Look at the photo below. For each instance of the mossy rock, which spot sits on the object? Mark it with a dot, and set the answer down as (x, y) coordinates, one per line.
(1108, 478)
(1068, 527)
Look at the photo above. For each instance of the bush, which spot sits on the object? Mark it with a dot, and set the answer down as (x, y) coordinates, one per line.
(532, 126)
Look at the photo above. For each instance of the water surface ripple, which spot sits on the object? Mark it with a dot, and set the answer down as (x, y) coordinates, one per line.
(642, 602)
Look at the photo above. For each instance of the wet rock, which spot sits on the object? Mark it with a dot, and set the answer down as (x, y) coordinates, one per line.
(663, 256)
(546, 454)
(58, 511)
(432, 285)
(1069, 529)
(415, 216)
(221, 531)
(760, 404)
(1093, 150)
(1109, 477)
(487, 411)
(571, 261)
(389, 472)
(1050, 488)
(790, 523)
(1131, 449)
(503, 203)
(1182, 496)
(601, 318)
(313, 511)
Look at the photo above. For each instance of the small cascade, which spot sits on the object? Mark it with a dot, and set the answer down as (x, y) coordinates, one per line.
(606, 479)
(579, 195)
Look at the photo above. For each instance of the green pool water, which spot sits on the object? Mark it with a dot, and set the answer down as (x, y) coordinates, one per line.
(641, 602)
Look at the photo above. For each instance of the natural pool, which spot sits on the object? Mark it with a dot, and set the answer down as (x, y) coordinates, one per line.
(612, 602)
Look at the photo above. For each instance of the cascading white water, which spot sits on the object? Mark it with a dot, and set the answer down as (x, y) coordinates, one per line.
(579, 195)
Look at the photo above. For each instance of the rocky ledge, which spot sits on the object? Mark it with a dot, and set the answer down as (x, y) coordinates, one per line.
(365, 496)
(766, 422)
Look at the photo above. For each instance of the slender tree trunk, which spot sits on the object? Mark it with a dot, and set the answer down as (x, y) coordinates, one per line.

= = =

Nothing in the records may be dropped; reproduce them exactly.

Look at the photo below. For each instance of the mossy rock, which spot sits on the object? Mark it with a dot, and set the answer down as (x, y) coordinates, one per line.
(1108, 478)
(1068, 527)
Look at the photo above. For each instance of the bush, which spot sits on the object? Mark it with a dot, and set the answer down as (x, y) coordinates, one per line.
(532, 126)
Look at the photo above. For each instance of the water surface ripple, which spot sits on the object? Mark it with a dot, and set the answer down as (x, y) coordinates, one per line.
(642, 602)
Look at the photo above. For each instance of the wet rock, which spot sits on the object? Mark it with a dot, and set the answer down as (x, y) coordinates, one per line.
(663, 256)
(546, 454)
(58, 511)
(432, 285)
(1069, 529)
(415, 216)
(221, 531)
(760, 404)
(1093, 150)
(1109, 477)
(487, 411)
(571, 261)
(389, 472)
(1050, 488)
(790, 523)
(1131, 449)
(503, 203)
(1182, 496)
(601, 318)
(313, 511)
Look at the photo above. For each instance of the small cascade, which spot sits on the object? Mark it with a dot, and set the answer down as (x, y) coordinates, one per line.
(606, 479)
(579, 195)
Look at the photo above. For each instance of the green pool water, which spot sits on the object? Mark it with a dot, and set the answer down as (x, y) coordinates, one per line.
(641, 602)
Look at the photo above. For each instance of the natural pool, which spot sits on the object? Mark it with a dot, and set the answer down as (x, y) coordinates, one per line.
(612, 602)
Look at the photo above. For each instance of the cascading white water, which spot sits on the object? Mark it with a dot, and set the answer down as (x, y) coordinates, one per line.
(579, 195)
Look at the photo above. For each instance of the rocky ledge, which spot sits on the object? Mark it with a dot, and set the answer down as (x, y) coordinates, one per line.
(365, 496)
(766, 422)
Look at the photo above. For each instance of the slender tree trunk, which spot sits on the object? Mark it with a dot, and set the answer down as (x, y) coordinates, one per line.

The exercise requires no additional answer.